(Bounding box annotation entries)

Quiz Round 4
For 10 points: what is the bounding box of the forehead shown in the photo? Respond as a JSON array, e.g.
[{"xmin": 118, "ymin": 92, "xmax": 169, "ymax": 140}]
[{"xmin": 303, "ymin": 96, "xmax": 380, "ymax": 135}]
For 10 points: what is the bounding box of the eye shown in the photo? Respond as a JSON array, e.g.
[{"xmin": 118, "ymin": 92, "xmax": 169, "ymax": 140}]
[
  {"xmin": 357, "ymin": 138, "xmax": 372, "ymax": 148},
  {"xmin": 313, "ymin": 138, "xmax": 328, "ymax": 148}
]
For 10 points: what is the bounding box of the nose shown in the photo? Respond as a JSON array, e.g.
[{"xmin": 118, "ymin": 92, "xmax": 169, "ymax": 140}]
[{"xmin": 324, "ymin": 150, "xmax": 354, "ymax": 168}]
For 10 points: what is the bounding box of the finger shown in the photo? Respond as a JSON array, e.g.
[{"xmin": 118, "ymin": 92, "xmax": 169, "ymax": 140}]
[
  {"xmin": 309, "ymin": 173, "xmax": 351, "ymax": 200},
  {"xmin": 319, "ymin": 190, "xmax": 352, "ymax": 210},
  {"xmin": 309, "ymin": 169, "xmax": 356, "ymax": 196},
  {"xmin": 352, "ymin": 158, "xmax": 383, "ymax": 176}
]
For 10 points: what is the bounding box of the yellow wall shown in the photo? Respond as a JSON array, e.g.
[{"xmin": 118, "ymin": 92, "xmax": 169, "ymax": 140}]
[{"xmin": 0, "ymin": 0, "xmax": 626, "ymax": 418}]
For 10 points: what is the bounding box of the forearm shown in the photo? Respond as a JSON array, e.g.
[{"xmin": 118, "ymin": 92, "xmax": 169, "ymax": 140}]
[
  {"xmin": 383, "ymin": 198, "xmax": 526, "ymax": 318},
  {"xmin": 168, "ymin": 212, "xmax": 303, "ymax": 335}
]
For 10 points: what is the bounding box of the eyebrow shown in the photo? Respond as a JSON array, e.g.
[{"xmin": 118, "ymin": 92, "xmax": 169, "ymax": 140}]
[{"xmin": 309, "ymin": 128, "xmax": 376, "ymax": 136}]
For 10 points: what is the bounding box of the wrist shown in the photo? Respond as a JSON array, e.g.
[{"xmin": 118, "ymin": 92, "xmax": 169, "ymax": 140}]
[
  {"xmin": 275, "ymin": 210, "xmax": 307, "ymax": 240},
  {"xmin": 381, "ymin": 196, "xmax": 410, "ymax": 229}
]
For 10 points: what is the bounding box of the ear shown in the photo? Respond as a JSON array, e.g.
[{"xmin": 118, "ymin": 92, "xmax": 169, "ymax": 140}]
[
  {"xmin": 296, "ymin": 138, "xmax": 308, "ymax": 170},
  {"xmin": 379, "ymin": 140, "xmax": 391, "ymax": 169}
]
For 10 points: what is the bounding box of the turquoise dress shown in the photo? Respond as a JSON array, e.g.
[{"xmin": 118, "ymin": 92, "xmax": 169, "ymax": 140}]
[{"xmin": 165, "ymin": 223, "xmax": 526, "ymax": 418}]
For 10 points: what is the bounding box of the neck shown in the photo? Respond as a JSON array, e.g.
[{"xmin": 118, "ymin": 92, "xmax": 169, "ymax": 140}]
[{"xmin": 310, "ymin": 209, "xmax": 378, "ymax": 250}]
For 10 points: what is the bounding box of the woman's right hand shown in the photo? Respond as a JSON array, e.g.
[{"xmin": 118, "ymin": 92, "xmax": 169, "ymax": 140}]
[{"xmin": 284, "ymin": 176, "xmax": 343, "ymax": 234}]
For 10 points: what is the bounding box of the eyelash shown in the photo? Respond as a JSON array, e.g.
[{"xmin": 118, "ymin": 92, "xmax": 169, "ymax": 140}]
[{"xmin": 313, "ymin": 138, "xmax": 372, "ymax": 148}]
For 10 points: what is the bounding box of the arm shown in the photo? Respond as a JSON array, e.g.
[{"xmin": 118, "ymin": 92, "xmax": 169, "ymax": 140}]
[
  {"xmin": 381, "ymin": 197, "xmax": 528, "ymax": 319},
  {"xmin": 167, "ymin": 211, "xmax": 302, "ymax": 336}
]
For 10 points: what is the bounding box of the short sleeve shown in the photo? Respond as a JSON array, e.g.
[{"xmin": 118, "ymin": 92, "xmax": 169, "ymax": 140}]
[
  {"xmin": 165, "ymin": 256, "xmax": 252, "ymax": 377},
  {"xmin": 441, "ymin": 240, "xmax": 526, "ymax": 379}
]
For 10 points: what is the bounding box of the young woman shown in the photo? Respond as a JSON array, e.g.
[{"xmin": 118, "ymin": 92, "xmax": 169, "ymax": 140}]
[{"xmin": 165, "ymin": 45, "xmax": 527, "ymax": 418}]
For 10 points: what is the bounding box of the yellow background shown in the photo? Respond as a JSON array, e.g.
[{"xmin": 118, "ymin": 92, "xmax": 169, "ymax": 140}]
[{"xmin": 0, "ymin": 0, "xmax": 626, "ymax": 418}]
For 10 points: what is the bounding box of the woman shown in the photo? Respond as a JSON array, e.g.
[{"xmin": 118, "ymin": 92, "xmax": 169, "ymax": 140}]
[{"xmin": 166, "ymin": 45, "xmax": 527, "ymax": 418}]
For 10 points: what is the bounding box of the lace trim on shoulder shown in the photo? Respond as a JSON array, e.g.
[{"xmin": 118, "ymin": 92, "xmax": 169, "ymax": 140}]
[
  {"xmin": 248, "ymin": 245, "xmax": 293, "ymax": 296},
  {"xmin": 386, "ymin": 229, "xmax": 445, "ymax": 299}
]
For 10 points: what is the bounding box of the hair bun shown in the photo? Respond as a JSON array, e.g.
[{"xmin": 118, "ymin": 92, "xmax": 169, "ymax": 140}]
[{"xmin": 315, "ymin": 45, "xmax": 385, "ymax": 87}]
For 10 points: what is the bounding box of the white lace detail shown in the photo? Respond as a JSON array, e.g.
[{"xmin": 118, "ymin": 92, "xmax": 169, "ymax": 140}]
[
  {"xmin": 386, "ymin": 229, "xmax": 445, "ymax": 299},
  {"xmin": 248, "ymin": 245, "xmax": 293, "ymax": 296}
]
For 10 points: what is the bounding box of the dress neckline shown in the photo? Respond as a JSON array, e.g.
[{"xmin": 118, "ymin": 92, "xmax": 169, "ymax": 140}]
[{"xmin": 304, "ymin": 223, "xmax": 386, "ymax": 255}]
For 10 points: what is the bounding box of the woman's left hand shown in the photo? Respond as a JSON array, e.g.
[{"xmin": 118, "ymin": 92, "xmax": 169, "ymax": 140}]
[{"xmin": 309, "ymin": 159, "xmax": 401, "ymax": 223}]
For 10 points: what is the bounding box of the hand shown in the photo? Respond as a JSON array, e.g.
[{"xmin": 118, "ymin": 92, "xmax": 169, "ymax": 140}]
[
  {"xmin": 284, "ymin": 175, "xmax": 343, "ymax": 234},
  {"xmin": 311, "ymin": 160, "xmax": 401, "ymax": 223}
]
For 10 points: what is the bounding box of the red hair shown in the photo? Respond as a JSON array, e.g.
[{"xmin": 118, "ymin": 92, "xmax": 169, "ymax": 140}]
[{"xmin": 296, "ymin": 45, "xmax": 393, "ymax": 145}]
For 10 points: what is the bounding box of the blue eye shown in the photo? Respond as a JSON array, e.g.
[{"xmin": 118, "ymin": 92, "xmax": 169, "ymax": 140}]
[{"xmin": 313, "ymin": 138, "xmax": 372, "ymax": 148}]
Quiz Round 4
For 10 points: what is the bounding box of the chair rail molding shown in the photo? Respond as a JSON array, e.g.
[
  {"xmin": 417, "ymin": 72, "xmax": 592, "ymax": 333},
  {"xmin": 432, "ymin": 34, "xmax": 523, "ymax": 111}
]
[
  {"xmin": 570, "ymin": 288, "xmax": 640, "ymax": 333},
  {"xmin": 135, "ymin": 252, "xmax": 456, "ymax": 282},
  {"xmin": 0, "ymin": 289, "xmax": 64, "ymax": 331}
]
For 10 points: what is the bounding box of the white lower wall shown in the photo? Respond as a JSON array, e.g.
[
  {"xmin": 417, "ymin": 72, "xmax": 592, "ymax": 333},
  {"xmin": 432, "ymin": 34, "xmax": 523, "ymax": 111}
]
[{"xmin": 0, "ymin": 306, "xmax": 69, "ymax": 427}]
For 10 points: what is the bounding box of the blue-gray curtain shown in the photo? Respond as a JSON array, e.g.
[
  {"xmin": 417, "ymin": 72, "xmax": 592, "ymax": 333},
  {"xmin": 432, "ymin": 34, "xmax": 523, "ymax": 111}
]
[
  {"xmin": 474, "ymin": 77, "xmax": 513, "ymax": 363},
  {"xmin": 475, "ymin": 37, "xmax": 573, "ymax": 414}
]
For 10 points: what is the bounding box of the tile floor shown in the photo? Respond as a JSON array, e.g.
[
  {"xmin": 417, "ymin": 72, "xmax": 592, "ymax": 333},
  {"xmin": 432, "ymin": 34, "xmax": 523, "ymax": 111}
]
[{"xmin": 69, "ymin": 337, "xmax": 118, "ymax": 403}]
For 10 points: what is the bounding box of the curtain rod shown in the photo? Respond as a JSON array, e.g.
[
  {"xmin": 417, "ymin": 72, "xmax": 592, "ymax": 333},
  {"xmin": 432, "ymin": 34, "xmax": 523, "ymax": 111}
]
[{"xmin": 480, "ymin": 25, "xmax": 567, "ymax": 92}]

[WHAT NEEDS TO BE DONE]: Please gather every line of the records above that contains the word "dress", copying each one in full. Case counts.

[EXPECTED ANSWER]:
For 10 points: what is the bounding box of the turquoise dress shown in the photo? Respond as a JSON array, e.g.
For 10 points: what is the bounding box of the dress neckline shown in the photo? Respond as a JSON array, e.g.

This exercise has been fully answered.